4.48 Psychosis - visual poetry
Bob Henderson, PINK PAPER MAGAZINE
Rating: *****
As the loud students next to me were to eager to proclaim, “it’s a suicide note!”. Atleast, that’s the obvious conclusion if you look at the text for Sarah Kane’s last ever play before she took her own life. Legally Blonde this aint.
What this production does so well is weave a coherent autobiographical narrative from a script that stubbornly defies such a staging. If it weren’t for the last line (I won’t spoil it for you) you’d be forgiven for thinking it should remain in a written form.
As an autobiographical staging, you're presented with a sympathetic lesbian relationship, with moments of genuine tenderness, capturing the physical intimacy two people can develop in a relationship regardless of gender. Which is all the more heartbreaking when it unravels and the protagonist is left all alone, with nothing but medical science to seek refuge in.
This subtle production deftly avoids a lot of the self indulgent pitfalls Kane’s work is usually a victim of; there are no childish screeches of angry sentiment, and the use of both young and old cast members helps lift the play beyond that of one singular troubled woman and gives a visual poetry to match that of the script.

Data excerpts

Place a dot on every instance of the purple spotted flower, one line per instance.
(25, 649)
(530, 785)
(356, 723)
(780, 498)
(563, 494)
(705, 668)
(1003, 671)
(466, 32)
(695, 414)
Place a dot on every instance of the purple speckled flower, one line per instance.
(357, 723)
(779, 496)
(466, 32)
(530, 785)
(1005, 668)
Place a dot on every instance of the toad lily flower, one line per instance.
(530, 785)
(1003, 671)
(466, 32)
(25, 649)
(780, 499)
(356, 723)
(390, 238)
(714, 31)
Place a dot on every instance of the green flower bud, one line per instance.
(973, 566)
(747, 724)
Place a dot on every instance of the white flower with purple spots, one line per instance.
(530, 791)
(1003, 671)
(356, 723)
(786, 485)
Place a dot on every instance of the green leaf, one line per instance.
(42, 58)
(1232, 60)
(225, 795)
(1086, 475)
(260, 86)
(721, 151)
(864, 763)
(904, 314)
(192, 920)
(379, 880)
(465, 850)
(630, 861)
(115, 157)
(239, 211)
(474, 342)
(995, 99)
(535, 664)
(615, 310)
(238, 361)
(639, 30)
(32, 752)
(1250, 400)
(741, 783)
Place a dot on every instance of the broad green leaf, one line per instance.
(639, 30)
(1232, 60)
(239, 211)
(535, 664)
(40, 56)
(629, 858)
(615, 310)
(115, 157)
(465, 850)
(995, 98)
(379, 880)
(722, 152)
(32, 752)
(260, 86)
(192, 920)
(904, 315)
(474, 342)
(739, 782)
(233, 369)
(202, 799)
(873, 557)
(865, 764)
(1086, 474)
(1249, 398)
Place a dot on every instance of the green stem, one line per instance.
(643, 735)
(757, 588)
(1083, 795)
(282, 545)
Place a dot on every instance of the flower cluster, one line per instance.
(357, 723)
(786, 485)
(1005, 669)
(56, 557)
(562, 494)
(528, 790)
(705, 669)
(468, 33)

■ **TASK ITEM**
Return the passage of the review from "As an autobiographical" up to and including "of the script.", copied word for word. The material above stands apart from the review.

■ **PROBLEM SOLUTION**
As an autobiographical staging, you're presented with a sympathetic lesbian relationship, with moments of genuine tenderness, capturing the physical intimacy two people can develop in a relationship regardless of gender. Which is all the more heartbreaking when it unravels and the protagonist is left all alone, with nothing but medical science to seek refuge in.
This subtle production deftly avoids a lot of the self indulgent pitfalls Kane’s work is usually a victim of; there are no childish screeches of angry sentiment, and the use of both young and old cast members helps lift the play beyond that of one singular troubled woman and gives a visual poetry to match that of the script.